→ TO DO
Copy out every line of the records below word for word, leaving the pictures out of your answer.

→ Records excerpted from a collection
____

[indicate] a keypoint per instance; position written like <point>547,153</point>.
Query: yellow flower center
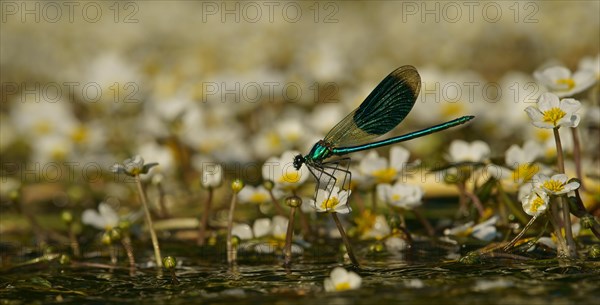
<point>385,175</point>
<point>58,153</point>
<point>330,203</point>
<point>43,127</point>
<point>342,286</point>
<point>258,198</point>
<point>452,109</point>
<point>554,115</point>
<point>566,81</point>
<point>290,177</point>
<point>542,134</point>
<point>524,172</point>
<point>536,204</point>
<point>553,185</point>
<point>365,221</point>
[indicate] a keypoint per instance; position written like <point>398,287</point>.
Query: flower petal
<point>548,101</point>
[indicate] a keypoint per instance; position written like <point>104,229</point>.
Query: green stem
<point>287,250</point>
<point>204,221</point>
<point>153,237</point>
<point>556,223</point>
<point>577,156</point>
<point>345,239</point>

____

→ COMPLETE OUTPUT
[indicate] a keypoint per instance; position written like <point>547,153</point>.
Query: yellow flower center
<point>385,175</point>
<point>58,153</point>
<point>330,203</point>
<point>43,127</point>
<point>342,286</point>
<point>258,198</point>
<point>452,109</point>
<point>554,115</point>
<point>566,81</point>
<point>290,177</point>
<point>542,134</point>
<point>524,172</point>
<point>536,204</point>
<point>553,185</point>
<point>365,221</point>
[indicate] a keypoint per instance; position written like <point>398,287</point>.
Query: flower petal
<point>548,101</point>
[indicate] a keypoint per instance; position written like <point>104,229</point>.
Query: green stem
<point>287,250</point>
<point>204,221</point>
<point>153,237</point>
<point>556,223</point>
<point>577,156</point>
<point>345,239</point>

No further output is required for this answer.